*TASK DETAILS:* Repeat the reinforcement learning text word for word from "Jinling Meng, Fei" to "2023 DOI: 10.1016/j.eswa.2023.119975.".

*PAGE EXTRACT:*
Automated Reinforcement Learning (AutoRL) is a relatively new area of research that is gaining increasing attention. The objective of AutoRL consists in easing the employment of Reinforcement Learning (RL) techniques for the broader public by alleviating some of its main challenges, including data collection, algorithm selection, and hyper-parameter tuning. In this work, we propose a general and flexible framework, namely ARLO: Automated Reinforcement Learning Optimizer, to construct automated pipelines for AutoRL. Based on this, we propose a pipeline for offline and one for online RL, discussing the components, interaction, and highlighting the difference between the two settings. Furthermore, we provide a Python implementation of such pipelines, released as an open-source library. Our implementation is tested on an illustrative LQG domain and on classic MuJoCo environments, showing the ability to reach competitive performances requiring limited human intervention. We also showcase the full pipeline on a realistic dam environment, automatically performing the feature selection and the model generation tasks.

Multi-task RL through common perceptions

Jinling Meng, Fei Zhu, Seek for commonalities: Shared features extraction for multi-task reinforcement learning via adversarial training, Expert Systems with Applications, Volume 224, 2023 DOI: 10.1016/j.eswa.2023.119975.

Multi-task reinforcement learning is promising to alleviate the low sample efficiency and high computation cost of reinforcement learning algorithms. However, current methods mostly focus on unique features that are not conducive to the transfer between tasks. Moreover, they usually lack a balance mechanism among tasks, which often leads to the unnecessary occupation of training resources by tasks that have already been trained. To address the problems, a simple yet effective method referred to as Adaptive Experience buffer with Shared Features Multi-Task Reinforcement Learning (AESF-MTRL) is proposed. In AESF-MTRL, input observation of the environment is divided into shared features and unique features, which are extracted using different feature extractors. Unique features are extracted by simple gradient descent, while shared features are extracted using adversarial training, with an additional discriminator trained to ensure that the extracted features are indeed shared features. AESF-MTRL also maintains a reward stack to adjust the sampling ratio of trajectories from different tasks dynamically during the update period to balance the learning process of different tasks. Experiments on multiple robotics control environments demonstrate the effectiveness of the proposed method.

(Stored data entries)
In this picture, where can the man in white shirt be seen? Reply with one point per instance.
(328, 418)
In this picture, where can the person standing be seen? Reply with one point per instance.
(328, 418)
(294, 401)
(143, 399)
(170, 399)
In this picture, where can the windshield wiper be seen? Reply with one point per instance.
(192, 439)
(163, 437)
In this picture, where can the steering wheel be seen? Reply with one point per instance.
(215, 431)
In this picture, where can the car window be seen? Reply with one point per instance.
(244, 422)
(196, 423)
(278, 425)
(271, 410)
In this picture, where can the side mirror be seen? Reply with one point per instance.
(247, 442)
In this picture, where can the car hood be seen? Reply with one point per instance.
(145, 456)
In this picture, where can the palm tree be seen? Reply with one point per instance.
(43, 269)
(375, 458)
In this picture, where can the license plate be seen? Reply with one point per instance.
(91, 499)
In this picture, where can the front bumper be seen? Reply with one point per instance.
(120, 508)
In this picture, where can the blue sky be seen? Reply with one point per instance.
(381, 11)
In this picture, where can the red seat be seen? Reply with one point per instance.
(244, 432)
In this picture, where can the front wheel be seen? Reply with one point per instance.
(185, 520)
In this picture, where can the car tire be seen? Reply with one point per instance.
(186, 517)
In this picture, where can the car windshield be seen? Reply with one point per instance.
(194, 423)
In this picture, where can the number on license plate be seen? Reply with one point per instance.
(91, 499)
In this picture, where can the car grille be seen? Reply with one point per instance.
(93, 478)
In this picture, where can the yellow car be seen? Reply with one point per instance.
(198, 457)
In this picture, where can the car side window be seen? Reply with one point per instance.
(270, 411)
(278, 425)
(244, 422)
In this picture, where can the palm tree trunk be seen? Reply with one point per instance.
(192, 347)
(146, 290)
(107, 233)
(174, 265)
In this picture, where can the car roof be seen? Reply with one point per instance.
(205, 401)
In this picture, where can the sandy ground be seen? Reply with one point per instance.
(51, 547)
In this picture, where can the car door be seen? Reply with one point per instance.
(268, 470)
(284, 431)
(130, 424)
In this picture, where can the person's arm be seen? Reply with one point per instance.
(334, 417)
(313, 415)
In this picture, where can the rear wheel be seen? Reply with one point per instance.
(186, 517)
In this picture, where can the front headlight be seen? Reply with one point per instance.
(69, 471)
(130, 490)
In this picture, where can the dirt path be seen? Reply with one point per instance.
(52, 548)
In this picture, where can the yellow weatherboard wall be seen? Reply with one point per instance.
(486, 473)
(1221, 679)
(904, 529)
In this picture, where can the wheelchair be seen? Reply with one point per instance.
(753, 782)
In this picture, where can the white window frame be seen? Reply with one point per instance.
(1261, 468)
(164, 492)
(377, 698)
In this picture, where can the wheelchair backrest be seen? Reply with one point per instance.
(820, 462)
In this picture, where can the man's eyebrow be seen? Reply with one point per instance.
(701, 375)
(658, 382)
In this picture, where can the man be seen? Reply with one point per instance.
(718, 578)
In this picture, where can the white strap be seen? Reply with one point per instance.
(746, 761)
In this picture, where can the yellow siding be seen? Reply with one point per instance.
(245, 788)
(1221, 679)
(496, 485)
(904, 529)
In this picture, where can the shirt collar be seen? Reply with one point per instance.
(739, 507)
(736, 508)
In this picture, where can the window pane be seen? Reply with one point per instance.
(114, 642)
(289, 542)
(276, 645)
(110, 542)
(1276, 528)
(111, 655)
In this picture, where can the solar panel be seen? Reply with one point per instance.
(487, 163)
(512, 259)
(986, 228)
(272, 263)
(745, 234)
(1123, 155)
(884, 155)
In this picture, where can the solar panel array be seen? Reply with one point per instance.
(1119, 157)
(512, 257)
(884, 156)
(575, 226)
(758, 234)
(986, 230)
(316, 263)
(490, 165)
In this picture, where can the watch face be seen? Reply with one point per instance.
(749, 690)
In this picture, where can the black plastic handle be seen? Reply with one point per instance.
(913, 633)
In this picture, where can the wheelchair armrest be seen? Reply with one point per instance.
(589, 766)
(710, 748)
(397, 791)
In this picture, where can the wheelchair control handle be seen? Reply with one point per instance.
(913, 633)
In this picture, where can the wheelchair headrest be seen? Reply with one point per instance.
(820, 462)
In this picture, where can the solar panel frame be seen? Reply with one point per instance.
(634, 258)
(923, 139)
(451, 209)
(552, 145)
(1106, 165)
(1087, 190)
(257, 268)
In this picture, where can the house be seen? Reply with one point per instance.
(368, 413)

*SOLUTION:*
Jinling Meng, Fei Zhu, Seek for commonalities: Shared features extraction for multi-task reinforcement learning via adversarial training, Expert Systems with Applications, Volume 224, 2023 DOI: 10.1016/j.eswa.2023.119975.